Dataset records
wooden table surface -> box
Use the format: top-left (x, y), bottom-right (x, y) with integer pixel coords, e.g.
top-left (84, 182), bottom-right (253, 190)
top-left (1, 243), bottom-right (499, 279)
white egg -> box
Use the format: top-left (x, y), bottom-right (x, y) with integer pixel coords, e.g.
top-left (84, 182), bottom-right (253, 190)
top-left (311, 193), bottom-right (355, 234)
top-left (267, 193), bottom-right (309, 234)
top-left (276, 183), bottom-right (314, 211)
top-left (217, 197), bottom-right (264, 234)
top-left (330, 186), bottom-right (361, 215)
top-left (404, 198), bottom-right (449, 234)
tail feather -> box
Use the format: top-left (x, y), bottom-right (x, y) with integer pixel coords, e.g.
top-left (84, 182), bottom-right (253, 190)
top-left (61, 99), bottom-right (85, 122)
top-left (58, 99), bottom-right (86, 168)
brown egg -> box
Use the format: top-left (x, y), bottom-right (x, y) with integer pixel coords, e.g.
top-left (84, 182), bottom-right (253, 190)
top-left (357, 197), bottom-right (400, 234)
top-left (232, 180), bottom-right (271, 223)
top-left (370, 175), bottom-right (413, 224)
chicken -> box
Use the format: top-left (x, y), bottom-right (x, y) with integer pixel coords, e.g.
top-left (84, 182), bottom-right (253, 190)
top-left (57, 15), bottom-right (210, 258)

Task goal
Reply with every line of the material above, unaltered.

Exercise response
wooden table surface -> box
Use the format: top-left (x, y), bottom-right (x, y) with integer pixel coords, e.g.
top-left (84, 182), bottom-right (253, 190)
top-left (1, 243), bottom-right (499, 279)
white egg -> box
Use the format: top-left (x, y), bottom-right (x, y) with integer pixel coords, e.g.
top-left (84, 182), bottom-right (253, 190)
top-left (311, 193), bottom-right (355, 234)
top-left (267, 193), bottom-right (309, 234)
top-left (276, 183), bottom-right (314, 211)
top-left (217, 197), bottom-right (264, 234)
top-left (330, 186), bottom-right (361, 215)
top-left (404, 198), bottom-right (449, 234)
tail feather -> box
Use the format: top-left (x, y), bottom-right (x, y) with integer pixel coords, e.g.
top-left (84, 182), bottom-right (253, 190)
top-left (61, 99), bottom-right (85, 122)
top-left (58, 99), bottom-right (86, 168)
brown egg -> box
Use the format: top-left (x, y), bottom-right (x, y) with integer pixel coords, e.g.
top-left (84, 182), bottom-right (253, 190)
top-left (357, 197), bottom-right (400, 234)
top-left (232, 180), bottom-right (271, 223)
top-left (370, 175), bottom-right (413, 224)
chicken -> box
Use the format: top-left (x, y), bottom-right (x, y) with integer pixel coords, e.g.
top-left (84, 182), bottom-right (253, 190)
top-left (57, 15), bottom-right (210, 258)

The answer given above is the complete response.